** Tasks for this exercise **
1. Answer these questions from the article below about Wellness Within:
(a) What work did Patti Brown want to quit?
(b) In what month and year did Wellness Within open?
(c) About how many visits does the nonprofit get each month?
2. Decide whether each statement agrees with the article below about Wellness Within, and quote the words that settle it:
(a) David Brown was an executive at Intel when his wife proposed the center.
(b) The practitioners Patti Brown asked in January 2011 were paid to teach classes.
(c) Three people came to Patti Brown's wellness and therapy classes when she started alone.

[Supplied text]

Sac Bee: Wellness Within, a Roseville nonprofit for cancer survivors, looks to expand
SEPTEMBER 16, 2014 12:00 AM
UPDATED SEPTEMBER 16, 2014 12:21 AM
Wellness Within executive director Patti Brown sat down with her husband and their two children at the kitchen table just after Christmas 2009 and told them she wanted to quit her work as a marriage and family therapist and start a mind-body wellness center for people coping with cancer. And, oh yeah, she wanted all the services to be free.
Her husband David Brown, then an executive at Intel, asked: “And, when would you like to do this?”
Roseville’s Wellness Within opened in September 2010, meeting Patti Brown’s goal of “by the end of the year” with months to spare. The nonprofit center has been embraced by oncologists and their patients, but the Browns still wrestle with how to fund all the work done there and all the work they believe still needs doing.
Patti Brown started alone, and three people showed up for her wellness and therapy classes. In January 2011, she asked a nutritionist, a yoga teacher and other holistic practitioners if they would like to teach classes at the center. They readily agreed, even though there was no money to pay them. The nonprofit gets roughly 200 visits a month, and participants take classes in nutrition, relaxation, meditation, yoga, nature walks and expressive arts such as photography and journaling.

[/Supplied text]
[Data shown]

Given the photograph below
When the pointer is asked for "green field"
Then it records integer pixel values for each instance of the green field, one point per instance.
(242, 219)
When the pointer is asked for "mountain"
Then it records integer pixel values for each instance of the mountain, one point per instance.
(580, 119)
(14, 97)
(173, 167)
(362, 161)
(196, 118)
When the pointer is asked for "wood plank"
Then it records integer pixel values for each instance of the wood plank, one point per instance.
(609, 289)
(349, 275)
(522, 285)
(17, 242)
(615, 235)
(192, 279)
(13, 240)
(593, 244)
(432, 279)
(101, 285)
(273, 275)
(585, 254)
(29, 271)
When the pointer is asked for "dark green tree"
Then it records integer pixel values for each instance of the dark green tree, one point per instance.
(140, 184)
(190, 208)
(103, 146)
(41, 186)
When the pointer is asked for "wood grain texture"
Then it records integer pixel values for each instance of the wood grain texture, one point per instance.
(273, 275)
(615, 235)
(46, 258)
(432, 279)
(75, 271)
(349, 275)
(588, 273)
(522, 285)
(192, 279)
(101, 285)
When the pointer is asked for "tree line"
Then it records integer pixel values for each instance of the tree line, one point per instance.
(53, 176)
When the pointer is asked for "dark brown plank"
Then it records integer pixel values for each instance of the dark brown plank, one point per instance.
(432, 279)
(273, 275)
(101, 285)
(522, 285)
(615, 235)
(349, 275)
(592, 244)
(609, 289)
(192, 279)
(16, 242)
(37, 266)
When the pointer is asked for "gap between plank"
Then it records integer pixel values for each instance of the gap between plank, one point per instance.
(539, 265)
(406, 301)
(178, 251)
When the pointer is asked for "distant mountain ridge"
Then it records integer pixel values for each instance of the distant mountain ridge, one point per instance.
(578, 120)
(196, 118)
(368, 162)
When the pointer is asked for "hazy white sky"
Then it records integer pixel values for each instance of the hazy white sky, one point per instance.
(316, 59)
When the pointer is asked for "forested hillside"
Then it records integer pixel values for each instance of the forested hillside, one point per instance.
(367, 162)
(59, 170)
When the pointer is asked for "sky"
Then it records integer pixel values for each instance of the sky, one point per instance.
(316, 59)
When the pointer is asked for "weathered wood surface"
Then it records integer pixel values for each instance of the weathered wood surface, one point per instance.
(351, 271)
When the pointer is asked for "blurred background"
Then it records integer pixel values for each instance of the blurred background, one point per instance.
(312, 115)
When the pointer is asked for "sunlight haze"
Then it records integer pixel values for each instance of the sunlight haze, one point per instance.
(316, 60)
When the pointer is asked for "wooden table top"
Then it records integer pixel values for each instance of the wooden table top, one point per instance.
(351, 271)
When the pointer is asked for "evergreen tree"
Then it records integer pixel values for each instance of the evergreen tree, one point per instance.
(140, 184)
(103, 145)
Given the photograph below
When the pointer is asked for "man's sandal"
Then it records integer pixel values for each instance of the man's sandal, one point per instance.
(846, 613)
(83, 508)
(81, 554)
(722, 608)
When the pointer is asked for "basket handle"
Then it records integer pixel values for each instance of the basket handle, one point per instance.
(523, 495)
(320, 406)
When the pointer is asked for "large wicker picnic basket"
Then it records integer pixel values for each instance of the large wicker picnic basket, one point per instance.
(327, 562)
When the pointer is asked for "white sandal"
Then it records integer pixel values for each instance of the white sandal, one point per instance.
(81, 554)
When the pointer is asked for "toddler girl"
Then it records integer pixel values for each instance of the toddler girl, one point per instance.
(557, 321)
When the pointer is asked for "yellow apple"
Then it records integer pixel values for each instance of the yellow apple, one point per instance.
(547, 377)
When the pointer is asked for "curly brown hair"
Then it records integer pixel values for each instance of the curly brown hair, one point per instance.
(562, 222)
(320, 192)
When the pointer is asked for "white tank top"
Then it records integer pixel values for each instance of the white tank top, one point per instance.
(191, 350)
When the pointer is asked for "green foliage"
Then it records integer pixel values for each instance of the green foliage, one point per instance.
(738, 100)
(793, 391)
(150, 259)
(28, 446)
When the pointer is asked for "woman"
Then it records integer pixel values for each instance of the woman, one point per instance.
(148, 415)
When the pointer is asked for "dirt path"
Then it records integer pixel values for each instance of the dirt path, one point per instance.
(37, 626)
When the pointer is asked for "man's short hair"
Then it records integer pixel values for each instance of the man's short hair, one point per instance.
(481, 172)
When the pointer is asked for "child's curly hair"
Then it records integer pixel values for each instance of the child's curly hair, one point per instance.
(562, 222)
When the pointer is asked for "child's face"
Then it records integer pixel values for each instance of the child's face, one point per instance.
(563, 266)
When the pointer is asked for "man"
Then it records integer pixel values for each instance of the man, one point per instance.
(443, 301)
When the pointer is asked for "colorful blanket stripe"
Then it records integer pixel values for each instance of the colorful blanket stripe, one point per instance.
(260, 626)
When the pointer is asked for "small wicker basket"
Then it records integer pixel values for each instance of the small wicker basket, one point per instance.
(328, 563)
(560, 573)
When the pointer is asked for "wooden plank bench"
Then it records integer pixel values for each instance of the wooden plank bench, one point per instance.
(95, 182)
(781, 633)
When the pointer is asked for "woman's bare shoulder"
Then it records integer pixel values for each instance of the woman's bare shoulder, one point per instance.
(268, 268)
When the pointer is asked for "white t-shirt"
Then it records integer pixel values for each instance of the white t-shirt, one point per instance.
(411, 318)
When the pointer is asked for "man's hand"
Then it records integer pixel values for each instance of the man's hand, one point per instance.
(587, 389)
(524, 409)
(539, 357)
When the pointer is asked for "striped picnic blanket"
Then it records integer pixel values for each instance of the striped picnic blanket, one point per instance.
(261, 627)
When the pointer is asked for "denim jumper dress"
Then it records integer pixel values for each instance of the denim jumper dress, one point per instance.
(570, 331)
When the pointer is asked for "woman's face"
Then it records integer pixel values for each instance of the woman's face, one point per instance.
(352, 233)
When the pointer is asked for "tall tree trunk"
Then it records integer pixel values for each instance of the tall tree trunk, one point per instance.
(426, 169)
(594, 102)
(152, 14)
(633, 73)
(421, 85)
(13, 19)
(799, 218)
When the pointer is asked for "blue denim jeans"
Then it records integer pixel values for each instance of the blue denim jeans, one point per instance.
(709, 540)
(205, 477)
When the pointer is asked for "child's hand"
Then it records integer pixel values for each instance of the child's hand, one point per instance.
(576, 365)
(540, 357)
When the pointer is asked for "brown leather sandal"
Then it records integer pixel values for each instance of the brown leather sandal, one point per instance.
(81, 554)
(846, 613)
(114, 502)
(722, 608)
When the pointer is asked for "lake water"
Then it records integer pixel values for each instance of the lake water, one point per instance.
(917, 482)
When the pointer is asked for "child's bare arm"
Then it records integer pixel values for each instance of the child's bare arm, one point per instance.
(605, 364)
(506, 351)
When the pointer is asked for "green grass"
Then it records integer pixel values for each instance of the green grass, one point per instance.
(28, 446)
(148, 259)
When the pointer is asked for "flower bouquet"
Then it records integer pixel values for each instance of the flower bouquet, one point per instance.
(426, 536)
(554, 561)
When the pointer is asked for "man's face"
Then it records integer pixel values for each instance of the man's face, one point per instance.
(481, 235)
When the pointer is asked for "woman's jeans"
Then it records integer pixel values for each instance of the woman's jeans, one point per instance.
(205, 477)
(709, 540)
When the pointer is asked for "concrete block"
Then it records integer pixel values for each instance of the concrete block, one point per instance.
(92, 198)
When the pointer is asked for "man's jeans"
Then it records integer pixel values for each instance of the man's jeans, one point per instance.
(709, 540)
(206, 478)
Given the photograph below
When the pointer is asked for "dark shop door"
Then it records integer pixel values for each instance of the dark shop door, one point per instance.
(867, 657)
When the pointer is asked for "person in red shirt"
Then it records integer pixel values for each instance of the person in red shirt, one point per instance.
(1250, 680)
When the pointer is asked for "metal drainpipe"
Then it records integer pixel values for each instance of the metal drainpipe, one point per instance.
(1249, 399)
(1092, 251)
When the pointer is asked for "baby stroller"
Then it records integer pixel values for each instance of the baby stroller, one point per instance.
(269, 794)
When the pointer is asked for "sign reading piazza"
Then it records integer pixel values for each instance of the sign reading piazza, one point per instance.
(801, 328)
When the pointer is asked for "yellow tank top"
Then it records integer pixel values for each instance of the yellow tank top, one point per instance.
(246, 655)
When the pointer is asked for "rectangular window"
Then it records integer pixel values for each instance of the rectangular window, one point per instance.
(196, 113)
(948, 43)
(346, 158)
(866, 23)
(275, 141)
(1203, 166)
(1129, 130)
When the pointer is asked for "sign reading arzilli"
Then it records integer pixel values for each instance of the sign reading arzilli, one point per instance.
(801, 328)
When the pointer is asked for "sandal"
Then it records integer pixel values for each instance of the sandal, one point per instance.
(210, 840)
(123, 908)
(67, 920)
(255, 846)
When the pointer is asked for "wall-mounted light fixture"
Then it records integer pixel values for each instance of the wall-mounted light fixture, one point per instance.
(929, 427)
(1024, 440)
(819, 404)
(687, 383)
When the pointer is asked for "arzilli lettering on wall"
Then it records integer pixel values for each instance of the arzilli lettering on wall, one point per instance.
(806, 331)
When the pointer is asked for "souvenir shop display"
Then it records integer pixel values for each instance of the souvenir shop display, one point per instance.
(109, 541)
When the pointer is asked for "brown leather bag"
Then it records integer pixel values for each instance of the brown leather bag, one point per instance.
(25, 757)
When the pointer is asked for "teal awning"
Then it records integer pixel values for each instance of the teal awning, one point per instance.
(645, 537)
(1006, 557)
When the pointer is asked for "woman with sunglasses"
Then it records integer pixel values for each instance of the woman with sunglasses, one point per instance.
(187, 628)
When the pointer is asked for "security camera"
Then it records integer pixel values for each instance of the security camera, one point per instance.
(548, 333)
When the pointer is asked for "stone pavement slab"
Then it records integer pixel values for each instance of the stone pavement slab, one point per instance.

[/Data shown]

** Responses **
1.
(a) Her work as a marriage and family therapist.
(b) September 2010.
(c) Roughly 200.

2.
(a) Yes: "Her husband David Brown, then an executive at Intel"
(b) No: "They readily agreed, even though there was no money to pay them."
(c) Yes: "Patti Brown started alone, and three people showed up for her wellness and therapy classes."